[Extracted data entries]
+===+

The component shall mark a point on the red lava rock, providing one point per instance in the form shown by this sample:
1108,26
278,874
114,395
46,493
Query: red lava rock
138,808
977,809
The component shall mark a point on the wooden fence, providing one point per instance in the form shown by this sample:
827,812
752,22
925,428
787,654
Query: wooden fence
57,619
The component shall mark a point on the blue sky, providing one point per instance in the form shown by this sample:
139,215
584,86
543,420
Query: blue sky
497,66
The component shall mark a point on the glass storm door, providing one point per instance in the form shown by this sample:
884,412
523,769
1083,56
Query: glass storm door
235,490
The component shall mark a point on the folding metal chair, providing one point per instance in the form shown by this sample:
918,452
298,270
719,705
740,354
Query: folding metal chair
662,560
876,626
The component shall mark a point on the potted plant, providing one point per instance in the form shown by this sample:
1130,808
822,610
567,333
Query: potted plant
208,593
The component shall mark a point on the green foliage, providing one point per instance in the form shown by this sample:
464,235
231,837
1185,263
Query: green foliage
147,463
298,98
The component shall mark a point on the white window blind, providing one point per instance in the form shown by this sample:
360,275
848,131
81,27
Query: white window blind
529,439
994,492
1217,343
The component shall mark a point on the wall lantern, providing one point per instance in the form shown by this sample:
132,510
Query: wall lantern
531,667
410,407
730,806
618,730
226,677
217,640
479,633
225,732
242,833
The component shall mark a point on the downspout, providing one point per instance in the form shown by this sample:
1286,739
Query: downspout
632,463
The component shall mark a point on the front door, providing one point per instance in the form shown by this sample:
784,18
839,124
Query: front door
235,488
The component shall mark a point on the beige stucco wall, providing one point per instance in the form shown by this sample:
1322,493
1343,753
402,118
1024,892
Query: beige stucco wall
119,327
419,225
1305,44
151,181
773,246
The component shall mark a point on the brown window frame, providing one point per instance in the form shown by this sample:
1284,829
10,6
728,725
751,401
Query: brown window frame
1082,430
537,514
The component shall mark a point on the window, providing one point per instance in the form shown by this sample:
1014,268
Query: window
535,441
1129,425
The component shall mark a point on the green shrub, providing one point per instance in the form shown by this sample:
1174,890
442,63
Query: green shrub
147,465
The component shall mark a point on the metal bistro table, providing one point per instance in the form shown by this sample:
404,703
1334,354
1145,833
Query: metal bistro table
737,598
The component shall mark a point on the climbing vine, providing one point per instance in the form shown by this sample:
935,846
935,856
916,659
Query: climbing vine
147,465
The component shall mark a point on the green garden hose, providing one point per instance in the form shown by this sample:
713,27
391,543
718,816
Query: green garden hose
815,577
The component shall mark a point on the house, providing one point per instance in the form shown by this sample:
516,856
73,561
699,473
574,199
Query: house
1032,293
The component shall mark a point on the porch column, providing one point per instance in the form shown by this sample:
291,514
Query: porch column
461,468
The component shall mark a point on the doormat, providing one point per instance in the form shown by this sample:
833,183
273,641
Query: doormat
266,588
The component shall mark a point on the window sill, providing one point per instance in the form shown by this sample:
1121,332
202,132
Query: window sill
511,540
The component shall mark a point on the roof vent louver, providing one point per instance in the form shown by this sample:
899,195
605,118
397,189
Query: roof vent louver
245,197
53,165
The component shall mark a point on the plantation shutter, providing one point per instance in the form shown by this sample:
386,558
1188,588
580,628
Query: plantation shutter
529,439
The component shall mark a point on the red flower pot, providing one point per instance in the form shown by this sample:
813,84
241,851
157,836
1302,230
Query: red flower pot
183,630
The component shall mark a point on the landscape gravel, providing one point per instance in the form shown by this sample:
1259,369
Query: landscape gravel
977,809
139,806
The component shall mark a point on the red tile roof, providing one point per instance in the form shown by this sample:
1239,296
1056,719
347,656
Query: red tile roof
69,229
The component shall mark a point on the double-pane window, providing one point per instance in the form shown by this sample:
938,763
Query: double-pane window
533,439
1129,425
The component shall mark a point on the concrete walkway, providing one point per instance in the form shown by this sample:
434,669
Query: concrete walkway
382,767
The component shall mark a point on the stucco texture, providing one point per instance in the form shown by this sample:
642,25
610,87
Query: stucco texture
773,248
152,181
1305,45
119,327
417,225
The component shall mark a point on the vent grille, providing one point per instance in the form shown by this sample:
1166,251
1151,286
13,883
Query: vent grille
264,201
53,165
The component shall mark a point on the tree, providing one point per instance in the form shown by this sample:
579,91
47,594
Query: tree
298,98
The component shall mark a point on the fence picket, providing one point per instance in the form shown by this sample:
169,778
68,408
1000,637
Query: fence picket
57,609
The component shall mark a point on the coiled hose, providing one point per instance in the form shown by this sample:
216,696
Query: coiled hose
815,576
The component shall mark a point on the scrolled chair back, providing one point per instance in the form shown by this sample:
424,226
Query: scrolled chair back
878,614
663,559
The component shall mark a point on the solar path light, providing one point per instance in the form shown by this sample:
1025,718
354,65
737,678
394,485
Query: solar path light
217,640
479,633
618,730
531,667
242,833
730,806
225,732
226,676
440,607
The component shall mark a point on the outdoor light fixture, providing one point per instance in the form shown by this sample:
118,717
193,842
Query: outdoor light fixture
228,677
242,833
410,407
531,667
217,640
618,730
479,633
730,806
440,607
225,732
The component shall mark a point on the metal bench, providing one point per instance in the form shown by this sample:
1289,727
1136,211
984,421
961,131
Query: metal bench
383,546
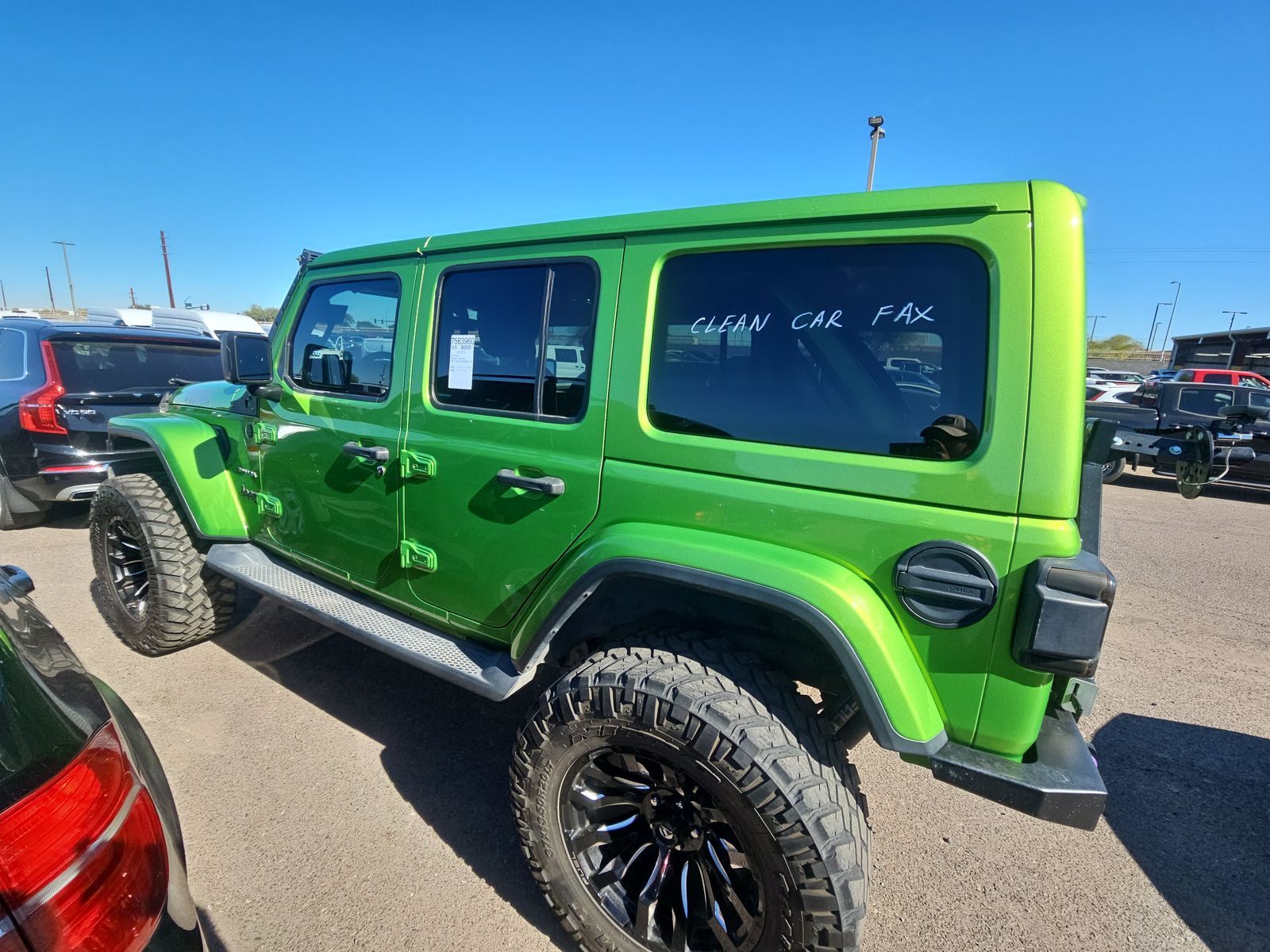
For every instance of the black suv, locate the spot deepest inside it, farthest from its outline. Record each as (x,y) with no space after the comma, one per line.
(60,385)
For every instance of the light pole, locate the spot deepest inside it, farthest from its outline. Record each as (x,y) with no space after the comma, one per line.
(1155,324)
(70,285)
(1233,315)
(876,132)
(1095,317)
(1172,315)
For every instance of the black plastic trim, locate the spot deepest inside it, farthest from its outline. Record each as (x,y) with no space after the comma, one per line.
(1064,613)
(918,585)
(488,670)
(1058,781)
(829,634)
(181,497)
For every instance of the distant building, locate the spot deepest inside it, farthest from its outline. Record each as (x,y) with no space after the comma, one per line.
(1237,349)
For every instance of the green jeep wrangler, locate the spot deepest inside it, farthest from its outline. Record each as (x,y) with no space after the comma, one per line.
(810,470)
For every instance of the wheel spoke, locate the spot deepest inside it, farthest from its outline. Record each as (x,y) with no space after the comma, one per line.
(729,905)
(125,554)
(600,780)
(616,869)
(590,837)
(645,905)
(634,824)
(603,808)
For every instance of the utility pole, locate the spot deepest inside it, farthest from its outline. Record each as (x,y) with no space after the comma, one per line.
(1172,315)
(70,283)
(1095,317)
(1233,315)
(163,240)
(1155,323)
(876,132)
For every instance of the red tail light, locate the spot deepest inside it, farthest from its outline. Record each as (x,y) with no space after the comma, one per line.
(37,412)
(83,860)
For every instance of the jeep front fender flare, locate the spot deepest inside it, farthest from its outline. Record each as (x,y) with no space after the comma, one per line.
(835,603)
(194,459)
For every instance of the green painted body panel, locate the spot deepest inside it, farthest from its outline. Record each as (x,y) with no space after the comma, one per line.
(495,543)
(448,545)
(209,395)
(194,455)
(336,511)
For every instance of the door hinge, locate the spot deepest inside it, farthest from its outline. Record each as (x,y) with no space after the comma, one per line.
(418,466)
(267,505)
(262,433)
(416,556)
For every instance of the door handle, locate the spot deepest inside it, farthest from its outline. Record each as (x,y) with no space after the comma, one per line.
(376,455)
(548,486)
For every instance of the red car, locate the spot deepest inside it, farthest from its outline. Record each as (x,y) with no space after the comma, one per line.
(1242,378)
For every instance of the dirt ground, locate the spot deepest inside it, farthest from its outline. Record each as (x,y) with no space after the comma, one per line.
(334,799)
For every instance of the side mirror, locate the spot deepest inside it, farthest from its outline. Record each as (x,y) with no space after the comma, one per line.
(1251,414)
(245,357)
(325,368)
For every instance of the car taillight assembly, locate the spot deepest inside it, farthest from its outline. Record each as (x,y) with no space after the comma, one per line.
(83,860)
(37,412)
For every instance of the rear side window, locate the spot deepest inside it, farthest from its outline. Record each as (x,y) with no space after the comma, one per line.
(351,323)
(1210,403)
(492,324)
(13,355)
(865,348)
(108,366)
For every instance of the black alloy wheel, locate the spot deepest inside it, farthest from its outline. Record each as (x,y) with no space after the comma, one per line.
(660,854)
(130,575)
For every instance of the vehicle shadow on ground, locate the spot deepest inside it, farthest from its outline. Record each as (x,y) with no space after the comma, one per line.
(1191,805)
(446,750)
(1145,479)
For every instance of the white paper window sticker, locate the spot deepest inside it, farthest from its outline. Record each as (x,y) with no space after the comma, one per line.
(463,348)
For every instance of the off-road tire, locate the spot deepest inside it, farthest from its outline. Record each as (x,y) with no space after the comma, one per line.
(1113,470)
(187,602)
(729,715)
(10,520)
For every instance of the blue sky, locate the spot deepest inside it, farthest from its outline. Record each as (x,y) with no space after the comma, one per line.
(248,132)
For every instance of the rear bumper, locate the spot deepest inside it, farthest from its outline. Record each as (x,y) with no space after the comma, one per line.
(1058,780)
(63,474)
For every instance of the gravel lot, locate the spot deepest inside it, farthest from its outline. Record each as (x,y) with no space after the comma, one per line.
(334,799)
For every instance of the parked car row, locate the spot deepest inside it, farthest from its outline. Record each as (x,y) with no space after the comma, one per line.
(679,516)
(1168,424)
(61,382)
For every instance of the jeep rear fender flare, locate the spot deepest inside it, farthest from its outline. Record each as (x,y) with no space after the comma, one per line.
(832,602)
(194,456)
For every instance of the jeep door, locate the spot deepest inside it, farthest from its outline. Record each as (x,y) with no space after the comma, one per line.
(325,498)
(503,451)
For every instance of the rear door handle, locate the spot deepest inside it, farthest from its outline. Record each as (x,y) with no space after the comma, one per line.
(376,455)
(548,486)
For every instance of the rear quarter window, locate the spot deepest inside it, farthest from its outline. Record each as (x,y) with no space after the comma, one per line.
(814,347)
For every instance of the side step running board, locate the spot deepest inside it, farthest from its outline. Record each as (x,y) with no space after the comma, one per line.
(483,670)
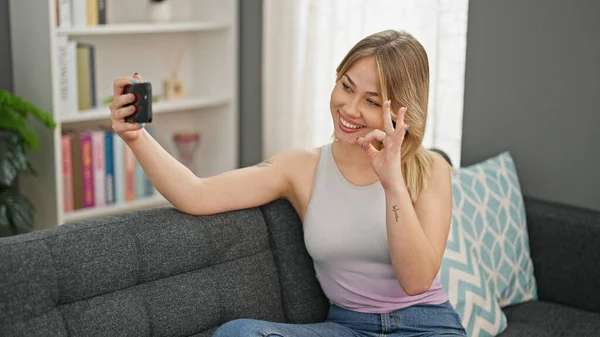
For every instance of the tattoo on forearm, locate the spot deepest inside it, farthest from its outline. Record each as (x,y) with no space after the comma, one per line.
(395,209)
(265,163)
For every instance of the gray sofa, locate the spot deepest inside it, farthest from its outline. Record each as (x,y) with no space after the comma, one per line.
(164,273)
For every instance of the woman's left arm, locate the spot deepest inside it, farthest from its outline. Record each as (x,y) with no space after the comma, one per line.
(417,233)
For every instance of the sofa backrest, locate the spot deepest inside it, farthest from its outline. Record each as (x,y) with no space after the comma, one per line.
(158,272)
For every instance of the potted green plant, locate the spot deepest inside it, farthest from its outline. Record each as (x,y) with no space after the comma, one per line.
(17,139)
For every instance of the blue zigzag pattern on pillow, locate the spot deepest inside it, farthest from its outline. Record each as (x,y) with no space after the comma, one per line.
(469,293)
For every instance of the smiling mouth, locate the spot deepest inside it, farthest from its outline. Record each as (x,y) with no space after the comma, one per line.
(348,125)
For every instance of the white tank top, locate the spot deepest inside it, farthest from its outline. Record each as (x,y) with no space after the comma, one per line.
(345,234)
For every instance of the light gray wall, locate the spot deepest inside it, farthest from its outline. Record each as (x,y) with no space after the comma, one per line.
(250,82)
(533,88)
(6,81)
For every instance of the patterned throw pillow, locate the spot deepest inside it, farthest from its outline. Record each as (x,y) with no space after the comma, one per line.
(489,226)
(465,282)
(489,192)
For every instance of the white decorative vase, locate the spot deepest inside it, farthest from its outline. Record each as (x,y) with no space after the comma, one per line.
(159,11)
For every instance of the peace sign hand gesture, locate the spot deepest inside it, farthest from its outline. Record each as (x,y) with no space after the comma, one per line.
(387,161)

+===+

What is required: Above are the records; copy exactly the lines from the one with "For every instance of the peace" through the final line.

Completed exercise:
For every instance of the peace sign hand gesture, locate the spot deepest inside it, farthest from its outline. Record each as (x,y) with no space after the comma, one per line.
(387,161)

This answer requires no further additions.